- **What is needed**:
Return every row below that contains the word "dark", copied without changes.

:: Dataset excerpts

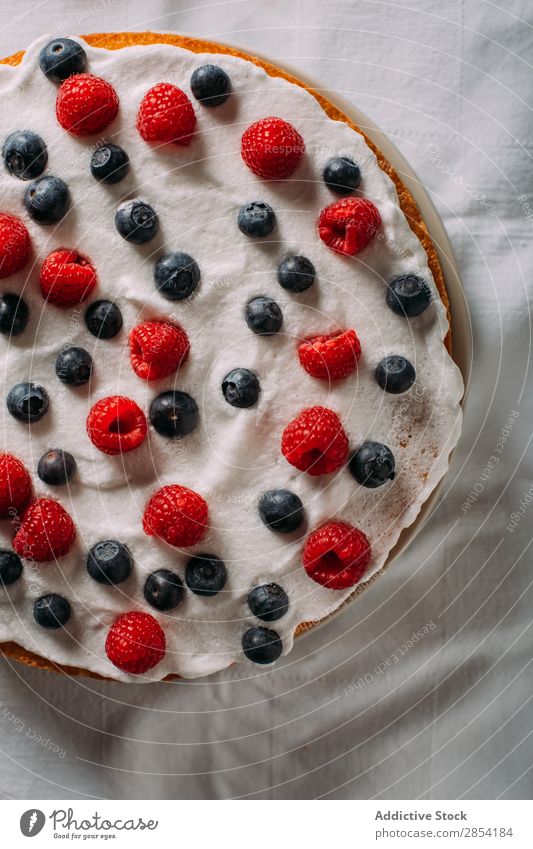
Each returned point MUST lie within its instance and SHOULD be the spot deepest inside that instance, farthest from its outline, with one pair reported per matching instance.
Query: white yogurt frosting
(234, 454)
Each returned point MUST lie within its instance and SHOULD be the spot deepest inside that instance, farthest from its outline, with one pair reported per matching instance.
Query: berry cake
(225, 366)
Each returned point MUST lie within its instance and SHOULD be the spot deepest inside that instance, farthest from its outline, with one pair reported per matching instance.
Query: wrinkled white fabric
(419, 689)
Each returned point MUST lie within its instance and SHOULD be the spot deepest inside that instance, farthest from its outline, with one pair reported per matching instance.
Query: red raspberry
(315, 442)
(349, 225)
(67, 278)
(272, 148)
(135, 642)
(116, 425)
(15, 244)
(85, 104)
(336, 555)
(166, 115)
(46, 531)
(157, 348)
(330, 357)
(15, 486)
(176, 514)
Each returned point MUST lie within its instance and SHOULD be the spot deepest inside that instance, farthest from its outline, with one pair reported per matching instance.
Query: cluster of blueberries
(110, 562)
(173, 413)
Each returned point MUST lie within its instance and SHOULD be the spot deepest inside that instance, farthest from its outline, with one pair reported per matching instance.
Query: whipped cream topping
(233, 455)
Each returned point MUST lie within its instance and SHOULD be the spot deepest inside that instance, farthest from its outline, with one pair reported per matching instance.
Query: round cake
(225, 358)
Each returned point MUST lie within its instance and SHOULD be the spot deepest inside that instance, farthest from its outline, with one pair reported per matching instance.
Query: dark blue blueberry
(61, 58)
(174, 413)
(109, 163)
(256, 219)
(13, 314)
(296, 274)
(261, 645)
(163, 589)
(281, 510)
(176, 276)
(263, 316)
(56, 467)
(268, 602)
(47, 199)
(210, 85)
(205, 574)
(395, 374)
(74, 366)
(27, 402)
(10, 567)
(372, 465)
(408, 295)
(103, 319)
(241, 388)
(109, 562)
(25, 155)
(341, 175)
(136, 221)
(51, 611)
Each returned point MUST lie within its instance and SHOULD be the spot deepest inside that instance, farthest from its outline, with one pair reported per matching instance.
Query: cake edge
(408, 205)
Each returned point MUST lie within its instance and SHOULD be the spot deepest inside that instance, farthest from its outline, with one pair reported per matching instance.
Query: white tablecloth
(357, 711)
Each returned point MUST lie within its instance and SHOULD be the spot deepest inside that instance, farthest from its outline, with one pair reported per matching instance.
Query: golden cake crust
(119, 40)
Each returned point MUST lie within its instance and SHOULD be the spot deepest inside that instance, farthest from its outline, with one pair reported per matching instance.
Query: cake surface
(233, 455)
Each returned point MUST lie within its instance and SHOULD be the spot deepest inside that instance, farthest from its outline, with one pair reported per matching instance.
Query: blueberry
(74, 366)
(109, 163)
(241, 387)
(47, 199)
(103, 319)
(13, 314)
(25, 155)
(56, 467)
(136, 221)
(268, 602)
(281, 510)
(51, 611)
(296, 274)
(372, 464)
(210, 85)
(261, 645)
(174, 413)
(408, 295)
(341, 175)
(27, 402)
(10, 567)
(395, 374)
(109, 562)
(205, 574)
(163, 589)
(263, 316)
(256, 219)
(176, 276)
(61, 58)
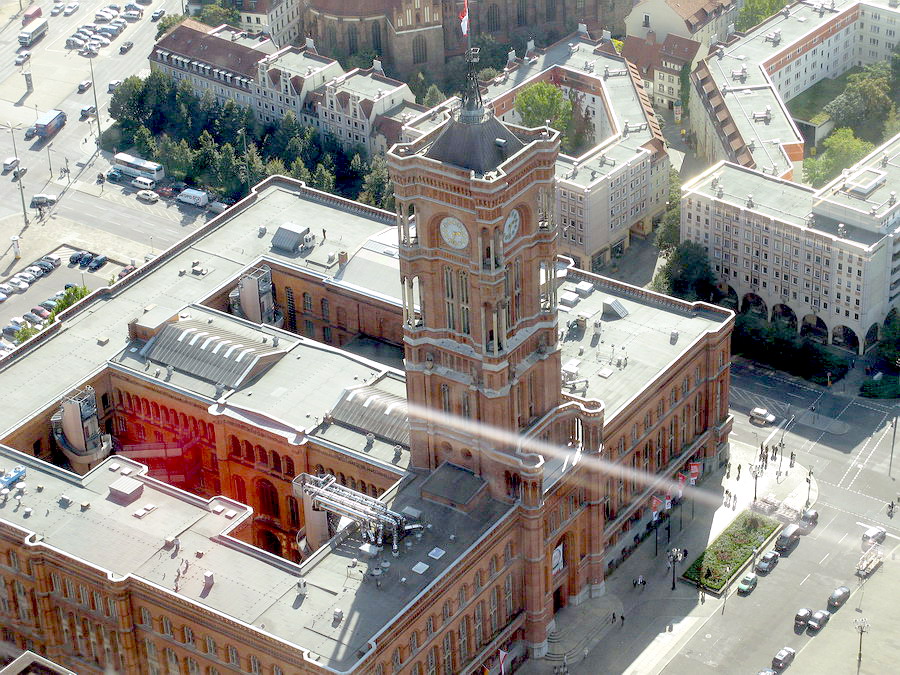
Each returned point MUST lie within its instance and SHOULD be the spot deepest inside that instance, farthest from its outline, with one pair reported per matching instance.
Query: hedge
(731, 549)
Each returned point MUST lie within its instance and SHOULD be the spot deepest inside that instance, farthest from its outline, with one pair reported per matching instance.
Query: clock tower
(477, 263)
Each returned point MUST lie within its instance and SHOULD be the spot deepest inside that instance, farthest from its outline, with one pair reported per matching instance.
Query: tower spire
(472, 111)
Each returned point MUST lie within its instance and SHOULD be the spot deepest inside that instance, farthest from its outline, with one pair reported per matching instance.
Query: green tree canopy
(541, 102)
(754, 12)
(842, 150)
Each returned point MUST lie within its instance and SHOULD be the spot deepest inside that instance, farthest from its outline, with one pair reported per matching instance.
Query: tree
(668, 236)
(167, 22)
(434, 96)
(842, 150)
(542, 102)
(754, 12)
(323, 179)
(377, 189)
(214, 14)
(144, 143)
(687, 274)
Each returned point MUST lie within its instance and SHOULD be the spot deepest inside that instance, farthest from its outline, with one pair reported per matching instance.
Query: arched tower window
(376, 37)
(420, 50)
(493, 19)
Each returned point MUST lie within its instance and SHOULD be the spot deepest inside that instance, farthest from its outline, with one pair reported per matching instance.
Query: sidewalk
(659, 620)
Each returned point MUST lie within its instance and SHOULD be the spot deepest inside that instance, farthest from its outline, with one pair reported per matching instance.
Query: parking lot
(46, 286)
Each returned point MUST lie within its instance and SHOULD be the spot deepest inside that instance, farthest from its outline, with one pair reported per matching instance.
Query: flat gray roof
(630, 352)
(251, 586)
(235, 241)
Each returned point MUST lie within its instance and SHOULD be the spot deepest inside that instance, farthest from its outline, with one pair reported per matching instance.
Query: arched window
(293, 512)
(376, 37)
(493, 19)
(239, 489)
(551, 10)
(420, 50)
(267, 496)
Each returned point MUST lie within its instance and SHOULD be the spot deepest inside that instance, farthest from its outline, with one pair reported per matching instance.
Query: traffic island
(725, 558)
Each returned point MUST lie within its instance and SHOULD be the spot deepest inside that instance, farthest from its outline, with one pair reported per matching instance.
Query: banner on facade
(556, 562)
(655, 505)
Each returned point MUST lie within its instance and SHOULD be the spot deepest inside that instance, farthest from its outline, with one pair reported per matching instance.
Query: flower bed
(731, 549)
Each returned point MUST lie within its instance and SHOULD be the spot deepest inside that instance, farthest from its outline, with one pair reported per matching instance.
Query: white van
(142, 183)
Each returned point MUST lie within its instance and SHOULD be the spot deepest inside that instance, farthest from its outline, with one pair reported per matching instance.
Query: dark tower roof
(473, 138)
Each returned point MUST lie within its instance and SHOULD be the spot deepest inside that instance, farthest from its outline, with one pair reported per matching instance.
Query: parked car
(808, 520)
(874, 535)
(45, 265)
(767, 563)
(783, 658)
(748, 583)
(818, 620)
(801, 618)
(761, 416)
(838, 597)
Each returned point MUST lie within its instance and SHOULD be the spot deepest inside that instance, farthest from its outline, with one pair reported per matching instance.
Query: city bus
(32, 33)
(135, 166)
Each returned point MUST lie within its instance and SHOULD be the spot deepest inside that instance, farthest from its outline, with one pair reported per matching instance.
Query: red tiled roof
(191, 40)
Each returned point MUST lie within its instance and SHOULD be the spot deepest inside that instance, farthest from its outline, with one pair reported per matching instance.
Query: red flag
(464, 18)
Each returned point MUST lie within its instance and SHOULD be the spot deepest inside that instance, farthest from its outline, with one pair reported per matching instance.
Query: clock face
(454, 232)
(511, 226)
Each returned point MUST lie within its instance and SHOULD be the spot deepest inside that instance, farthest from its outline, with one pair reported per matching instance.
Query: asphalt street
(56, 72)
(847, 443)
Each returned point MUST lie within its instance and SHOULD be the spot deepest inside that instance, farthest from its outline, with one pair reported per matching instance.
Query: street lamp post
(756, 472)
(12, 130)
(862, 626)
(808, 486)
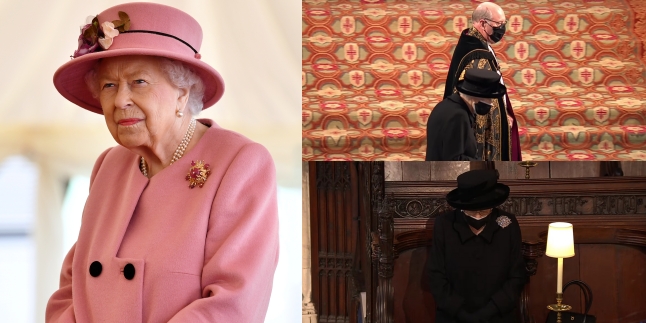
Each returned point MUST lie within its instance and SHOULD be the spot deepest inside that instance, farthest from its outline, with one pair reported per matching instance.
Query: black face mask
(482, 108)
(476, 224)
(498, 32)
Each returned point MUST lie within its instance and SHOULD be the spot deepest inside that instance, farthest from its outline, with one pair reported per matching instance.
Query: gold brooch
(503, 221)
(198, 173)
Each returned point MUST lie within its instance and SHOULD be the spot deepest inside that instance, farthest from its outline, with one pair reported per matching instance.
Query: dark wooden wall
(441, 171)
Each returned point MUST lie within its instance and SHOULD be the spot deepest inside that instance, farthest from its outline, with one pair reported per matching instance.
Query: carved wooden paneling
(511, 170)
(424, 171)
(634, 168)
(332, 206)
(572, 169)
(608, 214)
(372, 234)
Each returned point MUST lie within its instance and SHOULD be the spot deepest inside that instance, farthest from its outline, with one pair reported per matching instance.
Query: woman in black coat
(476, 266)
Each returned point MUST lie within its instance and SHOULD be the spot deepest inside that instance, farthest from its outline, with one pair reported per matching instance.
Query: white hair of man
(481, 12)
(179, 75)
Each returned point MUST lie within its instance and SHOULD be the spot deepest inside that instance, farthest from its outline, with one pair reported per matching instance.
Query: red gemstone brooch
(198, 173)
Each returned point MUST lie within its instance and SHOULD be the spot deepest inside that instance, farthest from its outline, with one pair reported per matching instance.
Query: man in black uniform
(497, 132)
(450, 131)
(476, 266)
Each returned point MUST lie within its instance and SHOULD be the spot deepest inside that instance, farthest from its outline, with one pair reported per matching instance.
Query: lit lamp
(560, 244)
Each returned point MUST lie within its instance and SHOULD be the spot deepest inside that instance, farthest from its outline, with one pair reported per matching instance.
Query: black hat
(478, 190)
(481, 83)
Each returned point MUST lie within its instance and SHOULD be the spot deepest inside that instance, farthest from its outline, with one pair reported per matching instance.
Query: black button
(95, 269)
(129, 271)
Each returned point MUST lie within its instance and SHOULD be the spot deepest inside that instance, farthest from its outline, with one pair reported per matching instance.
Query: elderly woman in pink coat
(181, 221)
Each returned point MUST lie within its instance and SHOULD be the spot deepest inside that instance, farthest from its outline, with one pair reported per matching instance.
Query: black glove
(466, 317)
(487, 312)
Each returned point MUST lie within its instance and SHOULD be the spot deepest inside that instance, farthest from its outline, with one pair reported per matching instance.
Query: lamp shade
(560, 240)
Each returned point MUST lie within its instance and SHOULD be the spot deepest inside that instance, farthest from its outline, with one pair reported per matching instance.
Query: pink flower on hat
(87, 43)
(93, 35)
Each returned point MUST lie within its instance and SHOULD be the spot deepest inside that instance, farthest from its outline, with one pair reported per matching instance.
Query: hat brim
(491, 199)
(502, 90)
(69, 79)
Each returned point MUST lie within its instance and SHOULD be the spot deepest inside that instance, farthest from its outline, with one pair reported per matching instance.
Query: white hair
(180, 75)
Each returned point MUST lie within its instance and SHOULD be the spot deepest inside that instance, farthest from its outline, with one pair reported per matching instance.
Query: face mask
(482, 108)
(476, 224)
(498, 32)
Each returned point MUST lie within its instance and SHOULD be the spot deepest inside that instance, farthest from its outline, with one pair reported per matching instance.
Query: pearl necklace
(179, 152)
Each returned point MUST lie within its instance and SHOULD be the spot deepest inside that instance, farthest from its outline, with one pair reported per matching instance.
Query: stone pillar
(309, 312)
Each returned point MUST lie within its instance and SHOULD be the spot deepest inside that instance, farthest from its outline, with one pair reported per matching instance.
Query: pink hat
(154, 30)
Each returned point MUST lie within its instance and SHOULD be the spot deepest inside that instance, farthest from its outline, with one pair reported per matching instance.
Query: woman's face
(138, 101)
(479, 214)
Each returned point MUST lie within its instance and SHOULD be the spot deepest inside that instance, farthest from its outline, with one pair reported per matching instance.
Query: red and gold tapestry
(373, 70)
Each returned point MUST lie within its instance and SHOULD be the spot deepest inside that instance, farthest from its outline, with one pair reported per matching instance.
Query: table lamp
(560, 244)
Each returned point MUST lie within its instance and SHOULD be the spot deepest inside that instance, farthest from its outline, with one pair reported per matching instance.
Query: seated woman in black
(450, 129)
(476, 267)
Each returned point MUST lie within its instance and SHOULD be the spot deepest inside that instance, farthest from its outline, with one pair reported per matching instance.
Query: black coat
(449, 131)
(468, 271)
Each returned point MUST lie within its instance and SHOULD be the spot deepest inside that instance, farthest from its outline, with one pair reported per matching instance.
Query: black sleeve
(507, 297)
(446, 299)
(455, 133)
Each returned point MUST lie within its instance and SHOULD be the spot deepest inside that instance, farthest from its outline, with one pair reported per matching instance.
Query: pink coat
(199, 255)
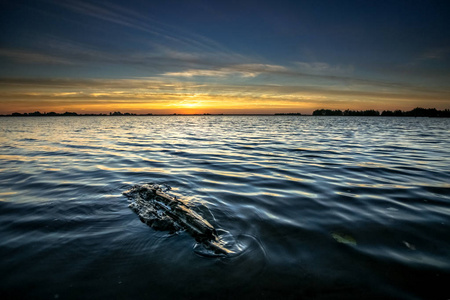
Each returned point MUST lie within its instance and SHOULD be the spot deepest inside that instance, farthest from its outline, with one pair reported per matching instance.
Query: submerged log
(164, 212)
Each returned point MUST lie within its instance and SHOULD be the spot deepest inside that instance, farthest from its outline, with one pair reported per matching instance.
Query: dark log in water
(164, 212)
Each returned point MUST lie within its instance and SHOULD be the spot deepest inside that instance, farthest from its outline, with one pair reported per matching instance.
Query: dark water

::::

- **Response for this exercise**:
Query: dark blue blueberry
Query: dark tower roof
Query: dark wooden wall
Query: dark log in water
Query: dark water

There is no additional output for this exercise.